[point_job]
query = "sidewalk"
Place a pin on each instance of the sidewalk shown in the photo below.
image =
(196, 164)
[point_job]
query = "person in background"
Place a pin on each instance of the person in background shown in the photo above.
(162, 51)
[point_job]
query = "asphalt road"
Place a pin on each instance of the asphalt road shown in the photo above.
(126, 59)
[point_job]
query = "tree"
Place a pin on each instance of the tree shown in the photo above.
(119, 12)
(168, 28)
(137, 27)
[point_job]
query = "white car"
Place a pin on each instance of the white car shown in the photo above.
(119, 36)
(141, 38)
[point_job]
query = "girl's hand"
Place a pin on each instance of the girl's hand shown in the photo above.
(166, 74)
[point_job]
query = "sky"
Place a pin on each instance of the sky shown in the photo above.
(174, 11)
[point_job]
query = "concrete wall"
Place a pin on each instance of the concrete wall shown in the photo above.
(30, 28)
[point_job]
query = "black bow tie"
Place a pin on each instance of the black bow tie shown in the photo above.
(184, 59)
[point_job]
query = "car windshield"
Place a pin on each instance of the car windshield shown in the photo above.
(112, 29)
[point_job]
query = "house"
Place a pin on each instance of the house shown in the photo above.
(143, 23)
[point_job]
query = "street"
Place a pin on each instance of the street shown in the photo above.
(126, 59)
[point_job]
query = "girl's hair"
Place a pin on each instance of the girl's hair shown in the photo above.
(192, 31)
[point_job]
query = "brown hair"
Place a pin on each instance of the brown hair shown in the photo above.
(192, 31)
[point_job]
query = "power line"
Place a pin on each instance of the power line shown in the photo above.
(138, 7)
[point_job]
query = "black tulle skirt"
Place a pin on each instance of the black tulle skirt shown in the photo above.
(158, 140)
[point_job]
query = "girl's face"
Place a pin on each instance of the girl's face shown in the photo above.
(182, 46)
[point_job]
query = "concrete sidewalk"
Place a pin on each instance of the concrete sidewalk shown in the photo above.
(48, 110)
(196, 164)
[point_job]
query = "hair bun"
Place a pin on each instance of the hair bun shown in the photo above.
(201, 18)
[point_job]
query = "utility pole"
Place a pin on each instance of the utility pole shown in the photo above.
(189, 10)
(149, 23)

________

» Description of the task
All the data must be duplicated exactly, with nothing added or removed.

» Correct response
[point_job]
query = "sidewalk"
Place a pin on each instance of the sidewalk shown in the photo below.
image =
(196, 164)
[point_job]
query = "person in background"
Place a pin on each instance of the person in background shown in the photo above.
(162, 51)
[point_job]
query = "asphalt road"
Place a pin on each instance of the asphalt road shown in the photo above.
(126, 59)
[point_job]
query = "tree"
Place a pin on each instance of the tree shown in the photo above.
(119, 12)
(168, 28)
(137, 27)
[point_job]
query = "white car"
Place a pin on each instance of the white car shown in the photo above.
(119, 36)
(141, 38)
[point_job]
query = "girl's hand"
Place a pin on each instance of the girl's hand shown in the photo above.
(166, 74)
[point_job]
query = "sky"
Place a pin on each instance of the sky shown in the photo above.
(174, 11)
[point_job]
query = "concrete wall"
Place a pin on each instance of the concrete wall shown in the photo above.
(30, 28)
[point_job]
query = "black bow tie"
Place a pin on each instance of the black bow tie shown in the photo above.
(184, 59)
[point_job]
query = "car windshield"
Place a pin on each instance of the car windshield shown in the photo above.
(112, 29)
[point_job]
query = "house"
Place a pin on each instance of the house shown in the photo above.
(143, 23)
[point_job]
query = "street"
Place a pin on each instance of the street shown in the photo above.
(126, 59)
[point_job]
query = "girl's hair"
Place a pin on each instance of the girl's hair shown in the photo above.
(192, 31)
[point_job]
query = "brown hair"
Place a pin on each instance of the brown hair shown in the photo above.
(192, 31)
[point_job]
query = "power line"
Place a pin on each instance of the power line shown in the photo above.
(138, 7)
[point_job]
query = "black tulle skirt"
Place a pin on each instance of the black tulle skirt shown in the photo above.
(158, 140)
[point_job]
query = "girl's face"
Place a pin on each instance of the girl's face shown in the photo above.
(182, 46)
[point_job]
query = "concrete sidewalk"
Place a pin on each instance of the concrete sidewalk shown in the photo above.
(48, 110)
(196, 164)
[point_job]
query = "hair bun"
Place a pin on each instance of the hair bun shown in the photo above.
(201, 18)
[point_job]
query = "utility pole"
Place a pin on each instance of the utility pole shown in the photo above.
(189, 10)
(149, 23)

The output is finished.